▶ Page excerpt:
-------
I was a bit sore from the work the day before, but took it a bit easier and made it through okay. At the end of the day, I got into the showers as soon as we got back and was able to get back to my dorm before the crowds hit.

The next day I got through two more taped lectures. The first was on why the Sea Org was so successful, which I thought was funny since the lecture was given 20 years earlier and the Sea Org had only a few thousand members worldwide. He talked about how Sea Org members handled things that came up and how they were smarter than the average bear. He also talked about how he and some of his former shipmates were stoned out of their minds on 135-proof rum in the ice-cold Alaskan Sea. I think the point of that story was how a Sea Org member needs to cope with his surroundings! The next lecture was all about how Sea Org members make things go right no matter what the circumstances. He also talks about how the Sea Org was an elite organization and that it was built upon an old pattern of past elite organizations.
-------
▶ Job A: Copy out the part of the records that opens with their first line and closes with the line containing "545,1095,649,1111", keeping both of those lines.
The text above and the records that follow are unrelated material.

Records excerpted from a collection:
-------
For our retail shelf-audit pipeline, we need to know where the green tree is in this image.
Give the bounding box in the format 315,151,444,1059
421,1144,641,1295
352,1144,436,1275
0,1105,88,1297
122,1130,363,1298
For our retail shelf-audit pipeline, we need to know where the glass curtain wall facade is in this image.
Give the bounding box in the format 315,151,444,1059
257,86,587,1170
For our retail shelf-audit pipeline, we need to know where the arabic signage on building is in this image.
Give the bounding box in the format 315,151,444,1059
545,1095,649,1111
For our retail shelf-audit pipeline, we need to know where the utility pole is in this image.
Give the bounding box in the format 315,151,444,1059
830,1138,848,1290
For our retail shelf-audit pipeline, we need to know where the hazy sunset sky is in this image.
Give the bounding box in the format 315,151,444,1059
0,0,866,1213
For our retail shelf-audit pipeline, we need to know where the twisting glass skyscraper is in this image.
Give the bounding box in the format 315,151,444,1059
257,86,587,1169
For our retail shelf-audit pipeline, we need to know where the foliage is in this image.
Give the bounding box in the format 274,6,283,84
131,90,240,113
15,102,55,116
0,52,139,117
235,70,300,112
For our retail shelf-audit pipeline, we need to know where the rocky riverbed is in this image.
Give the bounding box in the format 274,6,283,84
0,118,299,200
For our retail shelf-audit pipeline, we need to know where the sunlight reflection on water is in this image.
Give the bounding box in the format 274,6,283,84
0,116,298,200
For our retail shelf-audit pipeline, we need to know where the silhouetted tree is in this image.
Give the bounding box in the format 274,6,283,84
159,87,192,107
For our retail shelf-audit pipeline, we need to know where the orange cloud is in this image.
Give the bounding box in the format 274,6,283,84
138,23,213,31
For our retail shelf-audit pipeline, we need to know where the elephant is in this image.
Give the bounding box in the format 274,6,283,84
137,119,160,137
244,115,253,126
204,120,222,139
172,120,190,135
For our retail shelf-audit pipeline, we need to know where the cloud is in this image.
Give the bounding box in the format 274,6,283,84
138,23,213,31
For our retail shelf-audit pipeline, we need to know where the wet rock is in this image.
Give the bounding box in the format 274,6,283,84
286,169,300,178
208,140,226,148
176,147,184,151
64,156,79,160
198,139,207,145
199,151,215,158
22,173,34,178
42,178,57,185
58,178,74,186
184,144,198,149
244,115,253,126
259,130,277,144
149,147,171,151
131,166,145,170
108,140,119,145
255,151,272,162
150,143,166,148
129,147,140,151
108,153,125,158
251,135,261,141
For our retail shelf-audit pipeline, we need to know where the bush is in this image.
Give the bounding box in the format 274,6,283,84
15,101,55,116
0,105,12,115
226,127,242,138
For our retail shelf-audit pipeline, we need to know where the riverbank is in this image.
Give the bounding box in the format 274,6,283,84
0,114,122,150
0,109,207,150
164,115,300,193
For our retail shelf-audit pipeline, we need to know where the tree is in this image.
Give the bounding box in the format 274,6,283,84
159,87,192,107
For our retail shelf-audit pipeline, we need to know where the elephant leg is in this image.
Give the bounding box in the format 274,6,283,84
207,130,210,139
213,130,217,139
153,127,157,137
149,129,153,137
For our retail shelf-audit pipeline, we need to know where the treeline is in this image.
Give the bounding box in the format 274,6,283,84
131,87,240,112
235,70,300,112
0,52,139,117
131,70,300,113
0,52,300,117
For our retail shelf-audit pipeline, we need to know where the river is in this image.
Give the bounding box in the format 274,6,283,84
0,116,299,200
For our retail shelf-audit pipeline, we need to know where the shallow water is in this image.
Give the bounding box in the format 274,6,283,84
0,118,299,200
-------
▶ Job B:
Answer these questions about the page excerpt:
(i) Where did the writer go as soon as they got back at the end of the day?
(ii) How many years earlier had the lecture on the Sea Org's success been given?
(iii) What proof was the rum mentioned in the story about the Alaskan Sea?

▶ Output A:
For our retail shelf-audit pipeline, we need to know where the green tree is in this image.
Give the bounding box in the format 315,151,444,1059
421,1144,641,1295
352,1144,436,1275
0,1105,88,1297
122,1130,363,1298
For our retail shelf-audit pipeline, we need to know where the glass curtain wall facade is in this image.
Give the bounding box in the format 315,151,444,1059
257,86,587,1170
For our retail shelf-audit pipeline, we need to know where the arabic signage on building is in this image.
Give the bounding box in the format 315,151,444,1059
545,1095,649,1111

▶ Output B:
(i) Into the showers.
(ii) 20 years earlier.
(iii) 135-proof.